=== INPUT DATA ===

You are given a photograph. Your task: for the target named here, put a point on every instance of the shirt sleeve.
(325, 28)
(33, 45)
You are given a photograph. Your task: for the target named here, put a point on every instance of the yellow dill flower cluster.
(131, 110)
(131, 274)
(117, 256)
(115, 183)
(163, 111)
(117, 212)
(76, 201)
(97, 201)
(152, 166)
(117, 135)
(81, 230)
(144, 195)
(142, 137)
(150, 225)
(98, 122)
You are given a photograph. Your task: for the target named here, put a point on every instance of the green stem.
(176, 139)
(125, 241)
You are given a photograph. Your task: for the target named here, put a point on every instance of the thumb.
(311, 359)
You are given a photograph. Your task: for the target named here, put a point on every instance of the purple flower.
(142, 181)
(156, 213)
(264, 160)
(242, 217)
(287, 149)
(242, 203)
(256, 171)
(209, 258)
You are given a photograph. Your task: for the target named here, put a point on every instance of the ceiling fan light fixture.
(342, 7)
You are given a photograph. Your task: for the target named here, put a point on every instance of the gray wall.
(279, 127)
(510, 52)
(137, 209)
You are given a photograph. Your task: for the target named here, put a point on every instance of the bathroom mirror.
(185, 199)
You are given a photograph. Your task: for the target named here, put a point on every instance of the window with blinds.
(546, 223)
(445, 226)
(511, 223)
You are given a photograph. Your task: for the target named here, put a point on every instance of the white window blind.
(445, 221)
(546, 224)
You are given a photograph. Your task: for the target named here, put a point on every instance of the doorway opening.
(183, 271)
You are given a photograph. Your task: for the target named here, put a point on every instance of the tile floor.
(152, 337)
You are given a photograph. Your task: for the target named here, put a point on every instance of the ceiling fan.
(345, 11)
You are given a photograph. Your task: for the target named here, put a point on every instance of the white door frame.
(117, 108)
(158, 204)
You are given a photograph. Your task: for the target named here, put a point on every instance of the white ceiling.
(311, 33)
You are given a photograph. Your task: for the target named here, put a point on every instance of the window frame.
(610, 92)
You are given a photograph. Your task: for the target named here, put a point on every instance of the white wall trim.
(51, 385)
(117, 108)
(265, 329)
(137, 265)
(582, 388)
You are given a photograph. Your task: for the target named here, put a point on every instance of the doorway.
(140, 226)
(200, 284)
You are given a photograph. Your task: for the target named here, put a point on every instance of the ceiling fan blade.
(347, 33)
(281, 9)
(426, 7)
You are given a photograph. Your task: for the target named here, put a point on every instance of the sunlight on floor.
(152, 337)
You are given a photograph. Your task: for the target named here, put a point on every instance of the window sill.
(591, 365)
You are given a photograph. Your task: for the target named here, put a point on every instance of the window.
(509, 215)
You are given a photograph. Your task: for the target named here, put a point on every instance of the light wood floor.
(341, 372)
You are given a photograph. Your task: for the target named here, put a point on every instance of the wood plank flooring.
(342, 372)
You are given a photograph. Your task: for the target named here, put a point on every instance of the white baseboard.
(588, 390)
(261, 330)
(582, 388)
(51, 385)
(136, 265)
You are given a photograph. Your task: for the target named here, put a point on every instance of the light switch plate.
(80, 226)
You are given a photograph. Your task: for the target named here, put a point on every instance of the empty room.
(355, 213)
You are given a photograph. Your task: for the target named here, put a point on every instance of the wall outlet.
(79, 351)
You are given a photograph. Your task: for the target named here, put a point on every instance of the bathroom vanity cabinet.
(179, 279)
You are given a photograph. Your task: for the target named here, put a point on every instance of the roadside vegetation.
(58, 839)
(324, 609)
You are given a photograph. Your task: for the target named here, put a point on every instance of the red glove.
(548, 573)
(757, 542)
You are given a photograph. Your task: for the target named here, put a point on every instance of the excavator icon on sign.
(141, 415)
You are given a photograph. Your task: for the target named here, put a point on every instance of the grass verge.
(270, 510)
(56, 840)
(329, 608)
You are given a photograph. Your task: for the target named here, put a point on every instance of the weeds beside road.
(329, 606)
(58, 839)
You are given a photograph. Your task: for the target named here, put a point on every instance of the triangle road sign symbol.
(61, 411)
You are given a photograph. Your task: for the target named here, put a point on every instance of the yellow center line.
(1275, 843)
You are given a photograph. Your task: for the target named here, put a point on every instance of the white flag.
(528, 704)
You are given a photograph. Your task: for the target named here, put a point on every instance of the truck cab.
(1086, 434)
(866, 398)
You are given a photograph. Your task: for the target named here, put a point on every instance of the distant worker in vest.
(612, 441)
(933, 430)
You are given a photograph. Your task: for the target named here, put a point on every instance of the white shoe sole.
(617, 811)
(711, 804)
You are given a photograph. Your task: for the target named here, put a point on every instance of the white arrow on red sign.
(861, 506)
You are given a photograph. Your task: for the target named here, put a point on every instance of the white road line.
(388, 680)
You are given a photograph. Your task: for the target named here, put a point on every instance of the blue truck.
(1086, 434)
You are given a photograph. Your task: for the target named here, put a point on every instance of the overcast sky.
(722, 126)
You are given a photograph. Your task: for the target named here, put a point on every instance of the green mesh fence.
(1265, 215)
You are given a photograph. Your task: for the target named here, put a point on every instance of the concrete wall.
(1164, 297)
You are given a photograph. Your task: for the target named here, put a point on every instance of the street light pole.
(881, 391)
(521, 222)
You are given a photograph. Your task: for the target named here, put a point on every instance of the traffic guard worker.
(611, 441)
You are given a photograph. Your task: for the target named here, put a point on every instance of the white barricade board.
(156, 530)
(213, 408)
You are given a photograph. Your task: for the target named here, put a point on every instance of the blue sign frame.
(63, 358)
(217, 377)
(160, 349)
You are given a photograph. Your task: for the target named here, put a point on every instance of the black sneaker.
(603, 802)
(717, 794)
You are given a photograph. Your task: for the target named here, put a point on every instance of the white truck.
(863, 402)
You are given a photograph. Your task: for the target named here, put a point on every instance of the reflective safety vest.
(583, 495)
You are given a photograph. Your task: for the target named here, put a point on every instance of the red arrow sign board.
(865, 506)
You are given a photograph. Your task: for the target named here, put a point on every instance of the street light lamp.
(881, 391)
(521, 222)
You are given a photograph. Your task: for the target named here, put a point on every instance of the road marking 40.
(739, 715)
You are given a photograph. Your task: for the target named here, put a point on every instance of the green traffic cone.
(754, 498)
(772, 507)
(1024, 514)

===

> **YOUR ASSIGNMENT**: The data above must be returned in full, exactly as written.

> **EXPECTED ANSWER**:
You are given a photograph. Your task: for the target named here, put a point on every instance of the shirt sleeve.
(325, 28)
(33, 45)
You are given a photograph. Your task: for the target named here, put a point on every instance of the yellow dill flower cluster.
(131, 110)
(131, 274)
(117, 256)
(115, 183)
(163, 111)
(117, 212)
(76, 201)
(97, 201)
(152, 166)
(117, 135)
(81, 230)
(144, 195)
(142, 137)
(150, 225)
(98, 122)
You are given a photograph. Your task: for the target named here, put a point on every instance of the green stem.
(176, 139)
(125, 241)
You are given a photograph. Your task: for the target named here, put a point on every instance of the thumb.
(311, 359)
You are given a photograph. Your task: for the target named here, put a point on every instance of the purple flower.
(142, 181)
(156, 213)
(264, 160)
(242, 217)
(287, 149)
(242, 203)
(256, 171)
(209, 258)
You are given a photograph. Your task: for the target named here, put a point on every instance of the ceiling fan light fixture.
(342, 7)
You are given a photograph. Your task: for the target named here, put a point on every instance of the gray wall.
(279, 127)
(510, 52)
(137, 209)
You are given a photograph. Your task: for the target named here, put a point on every instance of the bathroom mirror.
(185, 199)
You are given a photograph. Your task: for the target named here, put a point on every instance of the window with blinds.
(546, 223)
(445, 226)
(511, 223)
You are given a photograph. Your task: for the target named here, put a point on every instance of the white window blind.
(445, 221)
(546, 224)
You are given a photograph. Your task: for the target named here, put a point on every instance of the doorway opening.
(183, 271)
You are given a photograph. Your task: for the target named here, put a point on every instance of the tile floor.
(152, 337)
You are given a photograph. Your task: for the target named here, put a point on every instance of the ceiling fan.
(345, 11)
You are given a photograph. Your task: for the target named here, put a point on every instance of the white door frame.
(117, 108)
(158, 204)
You are given a photograph. Your task: for the target named here, put a point on every instance of the white ceiling.
(311, 33)
You are given a photograph. Your task: for the target named here, put a point on every instance of the window frame.
(610, 92)
You are given a photograph. Your task: for the target named here, put a point on every instance of the white wall trim.
(51, 385)
(117, 108)
(265, 329)
(137, 265)
(582, 388)
You are given a photograph. Your task: for the target named here, put a point on every instance of the doorway.
(140, 226)
(200, 284)
You are given a photograph. Your task: for the target named here, put a point on every instance of the ceiling fan blade.
(347, 33)
(281, 9)
(426, 7)
You are given a photograph. Your task: for the target named here, put a point on every instance of the sunlight on floor.
(152, 337)
You are given a photograph. Your task: for the target named here, put a point on every instance of the window sill.
(591, 365)
You are given a photograph. Your task: for the target named here, put a point on every instance of the window.
(509, 215)
You are given a photograph. Your task: for the target named here, put a point on every instance of the light wood floor.
(341, 372)
You are given a photograph. Your task: for the target named here, put a point on every instance of the wood plank flooring.
(342, 372)
You are given a photograph. Your task: for the target named here, put a point on every instance of the white baseboard.
(588, 390)
(261, 330)
(582, 388)
(51, 385)
(136, 265)
You are given a photograph. Your task: for the target named here, put a point on every instance of the light switch plate.
(80, 226)
You are given a photograph. Your task: for the target named here, put a point on every instance of the empty room.
(355, 213)
You are given a photograph. Your task: for the target named here, put a point on every instance of the wall outlet.
(79, 351)
You are given a photograph. Your task: for the target named here, put a point on every instance of the bathroom vanity cabinet.
(179, 279)
You are given a photograph. Your task: for the target named here, put a point on every instance of the roadside vegetation.
(58, 839)
(324, 609)
You are given a photograph. Your task: for the target named here, put a point on every instance of the red glove.
(548, 573)
(757, 542)
You are given a photograph. Your task: for the target named here, put a point on every instance of the excavator icon on sign.
(141, 415)
You are given a photograph. Your task: for the target named here, put a point on every instance of the grass verge.
(270, 510)
(56, 840)
(329, 608)
You are given a photograph. Your task: for the target named here, put a point on every instance of the weeds beside road.
(329, 606)
(58, 839)
You are given a photograph. Your task: for the target named here, put a point on every instance of the triangle road sign symbol.
(61, 411)
You are given a photograph. Your task: for the target named here, put a point on every instance of the yellow center line.
(1275, 843)
You are given a photograph. Your task: for the target named here, put a point on every instance of the white flag.
(528, 704)
You are given a photograph. Your task: for the target named here, put a point on every instance of the truck cab.
(1086, 434)
(866, 398)
You are given a photograph. Your task: for the target named here, put a point on every instance of the distant worker in vest.
(612, 441)
(933, 430)
You are given a photograph. Your task: for the target named here, put a point on every instance of the white shoe sole.
(617, 811)
(711, 804)
You are given a photograph. Your task: for the target named here, put a point on every instance of the white arrow on red sign.
(861, 506)
You are given a photograph. Your task: for the target named here, put a point on every instance of the white road line.
(388, 680)
You are given a photograph. Your task: for the target named here, put a point on every instance of the blue truck.
(1086, 434)
You are given a photograph. Your task: for the target named here, put a point on every instance of the overcast sky.
(722, 126)
You are given a photograph. Your task: for the target named here, put a point on every instance of the green mesh fence.
(1265, 215)
You are given a photograph. Your task: for the target named here, put a point on every instance of the concrete wall.
(1164, 297)
You are given a photograph. Your task: for the target named here, put a point on every instance of the street light pole.
(881, 391)
(521, 222)
You are given a photograph. Your task: for the target named here, put a point on every instance of the traffic guard worker.
(611, 441)
You are given a photograph. Your task: for the target named here, put a point on every instance of the white barricade board.
(156, 530)
(213, 408)
You are given a photograph. Your task: for the target named here, put a point on every instance of the blue sign frame.
(63, 358)
(217, 377)
(160, 349)
You are given a photograph. Your task: for the target named here, put a point on every instance of the black sneaker.
(603, 802)
(717, 794)
You are given a photograph. Your task: for the target named here, put a point on every instance of the white truck.
(863, 402)
You are given a photograph. Your task: for the target named here, put a point on every instance of the reflective safety vest.
(583, 495)
You are given a photograph. Your task: for the target named here, put a point on every instance of the red arrow sign board.
(865, 506)
You are given a photograph. Your task: for the target named here, put a point on every instance of the street light lamp.
(881, 391)
(521, 222)
You are given a photograph. Your task: for the target named here, put a point on every instance of the road marking 40.
(739, 715)
You are given a photograph. Your task: for the target named here, put a point on every instance of the green traffic cone.
(754, 498)
(772, 507)
(1024, 514)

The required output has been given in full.